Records
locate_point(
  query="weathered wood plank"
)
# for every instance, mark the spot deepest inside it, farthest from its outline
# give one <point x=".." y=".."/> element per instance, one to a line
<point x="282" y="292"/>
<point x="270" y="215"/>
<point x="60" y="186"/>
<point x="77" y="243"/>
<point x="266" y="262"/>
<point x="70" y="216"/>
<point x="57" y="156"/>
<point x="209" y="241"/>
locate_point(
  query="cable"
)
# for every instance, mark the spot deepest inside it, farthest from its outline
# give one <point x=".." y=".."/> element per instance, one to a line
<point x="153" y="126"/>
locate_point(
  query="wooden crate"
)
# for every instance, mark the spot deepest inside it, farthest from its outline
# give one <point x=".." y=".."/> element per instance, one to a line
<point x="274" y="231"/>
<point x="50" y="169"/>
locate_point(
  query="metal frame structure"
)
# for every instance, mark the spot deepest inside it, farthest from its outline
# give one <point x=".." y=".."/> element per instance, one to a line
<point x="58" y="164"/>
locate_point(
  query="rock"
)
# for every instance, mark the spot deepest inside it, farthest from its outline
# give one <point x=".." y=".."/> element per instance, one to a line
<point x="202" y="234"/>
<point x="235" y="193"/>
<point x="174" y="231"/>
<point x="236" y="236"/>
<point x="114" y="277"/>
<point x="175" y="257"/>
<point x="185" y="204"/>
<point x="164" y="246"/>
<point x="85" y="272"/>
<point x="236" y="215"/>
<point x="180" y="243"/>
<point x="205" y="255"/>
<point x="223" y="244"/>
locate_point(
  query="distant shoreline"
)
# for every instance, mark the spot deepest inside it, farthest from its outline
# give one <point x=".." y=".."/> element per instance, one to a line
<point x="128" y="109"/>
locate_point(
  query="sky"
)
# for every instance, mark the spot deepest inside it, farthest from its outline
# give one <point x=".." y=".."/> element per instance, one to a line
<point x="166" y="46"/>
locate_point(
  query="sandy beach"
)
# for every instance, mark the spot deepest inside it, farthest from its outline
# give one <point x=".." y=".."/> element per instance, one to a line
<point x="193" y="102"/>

EXERCISE PROMPT. Your task is to repeat the data exactly, with nothing left out.

RESULT FOR THIS EXERCISE.
locate_point(
  query="weathered wood plank"
)
# for every instance, mark the spot deepest inside it, farthest from its outline
# give one <point x=".." y=".."/> element per instance, one to a line
<point x="282" y="292"/>
<point x="270" y="215"/>
<point x="60" y="186"/>
<point x="77" y="243"/>
<point x="266" y="262"/>
<point x="70" y="216"/>
<point x="57" y="156"/>
<point x="209" y="241"/>
locate_point(
  query="cable"
)
# for every instance, mark the spot deepest inside it, farthest from its outline
# give one <point x=".." y=".."/> element per instance, one to a line
<point x="153" y="126"/>
locate_point(
  query="wooden crate"
)
# for every instance, mark the spot deepest inside it, farthest from its outline
# give one <point x=".." y=".."/> element per instance, one to a line
<point x="274" y="231"/>
<point x="50" y="169"/>
locate_point(
  query="metal frame structure"
)
# for every instance, mark the spot deepest inside it, farthest from its outline
# give one <point x=".." y=".."/> element per instance, one to a line
<point x="58" y="164"/>
locate_point(
  query="rock"
)
# for every instance, mark the spot deepest inside it, farthest from its outline
# give one <point x=".." y=".."/> element per instance, one to a line
<point x="202" y="234"/>
<point x="235" y="193"/>
<point x="174" y="231"/>
<point x="236" y="236"/>
<point x="114" y="277"/>
<point x="175" y="257"/>
<point x="185" y="204"/>
<point x="164" y="246"/>
<point x="85" y="272"/>
<point x="236" y="215"/>
<point x="180" y="243"/>
<point x="205" y="255"/>
<point x="223" y="244"/>
locate_point(
  query="distant shoreline"
)
# for every instance, mark the spot deepest inside it, farthest from its outline
# give one <point x=".." y=".."/> element per instance, one to a line
<point x="128" y="109"/>
locate_point(
  query="sky"
)
# for every instance, mark the spot deepest inside it, farthest from its outline
# give one <point x=".." y=".."/> element per instance, one to a line
<point x="166" y="46"/>
locate_point(
  query="sandy beach"
)
# for every instance, mark the spot deepest inside it, farthest from its outline
# give one <point x=".." y=".."/> element per instance, one to a line
<point x="193" y="102"/>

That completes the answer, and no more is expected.